begin

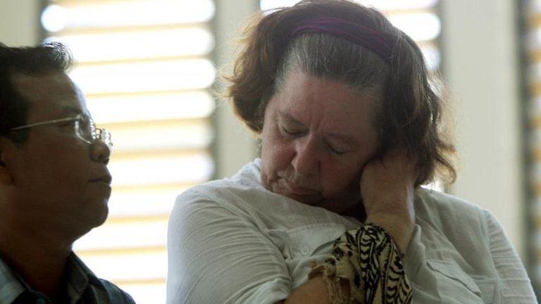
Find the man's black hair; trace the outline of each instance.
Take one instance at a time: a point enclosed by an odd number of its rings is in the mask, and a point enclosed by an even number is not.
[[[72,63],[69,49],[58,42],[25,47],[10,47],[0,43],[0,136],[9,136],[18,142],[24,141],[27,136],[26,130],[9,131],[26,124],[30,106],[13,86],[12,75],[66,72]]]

end
begin

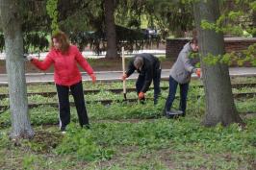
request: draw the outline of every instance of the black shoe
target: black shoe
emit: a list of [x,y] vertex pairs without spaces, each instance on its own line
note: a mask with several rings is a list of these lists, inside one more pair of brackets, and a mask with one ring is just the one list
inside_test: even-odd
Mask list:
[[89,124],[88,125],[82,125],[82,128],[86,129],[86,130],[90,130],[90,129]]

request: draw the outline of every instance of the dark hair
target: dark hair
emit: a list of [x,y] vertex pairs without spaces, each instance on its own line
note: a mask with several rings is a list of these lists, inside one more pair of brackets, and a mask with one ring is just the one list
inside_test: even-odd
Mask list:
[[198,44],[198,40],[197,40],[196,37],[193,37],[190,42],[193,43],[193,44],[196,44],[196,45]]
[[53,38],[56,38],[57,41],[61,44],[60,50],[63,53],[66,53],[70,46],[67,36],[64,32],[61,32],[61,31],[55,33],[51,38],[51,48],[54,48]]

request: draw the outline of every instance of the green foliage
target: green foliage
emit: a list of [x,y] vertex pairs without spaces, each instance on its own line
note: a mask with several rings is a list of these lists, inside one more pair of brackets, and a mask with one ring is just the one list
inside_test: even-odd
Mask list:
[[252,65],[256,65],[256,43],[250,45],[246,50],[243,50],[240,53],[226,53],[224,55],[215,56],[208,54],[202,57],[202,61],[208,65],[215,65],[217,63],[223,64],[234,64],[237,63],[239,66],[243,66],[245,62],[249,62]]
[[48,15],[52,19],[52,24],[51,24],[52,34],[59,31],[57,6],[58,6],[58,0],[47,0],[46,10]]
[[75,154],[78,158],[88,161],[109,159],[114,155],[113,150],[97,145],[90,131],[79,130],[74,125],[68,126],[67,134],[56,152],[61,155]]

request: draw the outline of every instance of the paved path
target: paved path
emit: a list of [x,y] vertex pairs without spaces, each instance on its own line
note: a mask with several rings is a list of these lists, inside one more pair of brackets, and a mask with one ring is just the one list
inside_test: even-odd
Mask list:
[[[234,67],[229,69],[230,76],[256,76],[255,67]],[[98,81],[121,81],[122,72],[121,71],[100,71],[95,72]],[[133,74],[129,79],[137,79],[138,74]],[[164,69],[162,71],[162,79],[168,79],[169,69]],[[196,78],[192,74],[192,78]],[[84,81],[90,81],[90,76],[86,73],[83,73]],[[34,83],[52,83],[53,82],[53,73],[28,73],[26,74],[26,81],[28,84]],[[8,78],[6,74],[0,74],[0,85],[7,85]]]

end
begin

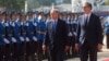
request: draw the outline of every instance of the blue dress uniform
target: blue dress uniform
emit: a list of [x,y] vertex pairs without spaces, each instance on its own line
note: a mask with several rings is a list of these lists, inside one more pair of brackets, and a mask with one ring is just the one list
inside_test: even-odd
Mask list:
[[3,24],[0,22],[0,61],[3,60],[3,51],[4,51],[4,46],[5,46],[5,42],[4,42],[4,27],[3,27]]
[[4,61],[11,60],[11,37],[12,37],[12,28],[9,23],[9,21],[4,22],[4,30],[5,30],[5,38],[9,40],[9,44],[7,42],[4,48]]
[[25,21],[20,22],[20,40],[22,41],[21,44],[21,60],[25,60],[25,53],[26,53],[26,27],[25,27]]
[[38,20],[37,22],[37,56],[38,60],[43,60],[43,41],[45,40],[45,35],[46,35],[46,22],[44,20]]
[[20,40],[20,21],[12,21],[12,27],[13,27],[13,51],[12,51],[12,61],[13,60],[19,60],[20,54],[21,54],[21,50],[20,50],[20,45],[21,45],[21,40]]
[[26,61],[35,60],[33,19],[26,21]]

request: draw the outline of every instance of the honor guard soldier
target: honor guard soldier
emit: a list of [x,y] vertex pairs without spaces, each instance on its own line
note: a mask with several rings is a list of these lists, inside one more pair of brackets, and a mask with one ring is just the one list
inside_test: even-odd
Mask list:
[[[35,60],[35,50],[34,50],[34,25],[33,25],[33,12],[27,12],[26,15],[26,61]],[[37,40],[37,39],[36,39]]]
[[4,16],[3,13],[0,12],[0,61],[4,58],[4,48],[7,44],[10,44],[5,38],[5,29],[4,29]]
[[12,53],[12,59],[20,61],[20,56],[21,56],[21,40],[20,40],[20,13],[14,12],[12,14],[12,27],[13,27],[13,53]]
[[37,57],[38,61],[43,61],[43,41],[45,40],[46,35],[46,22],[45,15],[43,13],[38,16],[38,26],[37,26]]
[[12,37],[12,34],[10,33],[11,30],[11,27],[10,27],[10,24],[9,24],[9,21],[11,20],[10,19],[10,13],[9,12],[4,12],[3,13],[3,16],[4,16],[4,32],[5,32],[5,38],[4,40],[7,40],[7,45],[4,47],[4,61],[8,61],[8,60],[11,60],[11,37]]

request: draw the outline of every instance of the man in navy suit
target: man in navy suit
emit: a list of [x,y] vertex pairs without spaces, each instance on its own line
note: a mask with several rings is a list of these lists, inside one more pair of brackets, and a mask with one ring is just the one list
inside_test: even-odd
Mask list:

end

WHAT TO PRODUCE:
Collect every line of the material above that contains the string "suit". Letter case matters.

REPLY:
request: draw the outline of every instance of the man in navy suit
target: man in navy suit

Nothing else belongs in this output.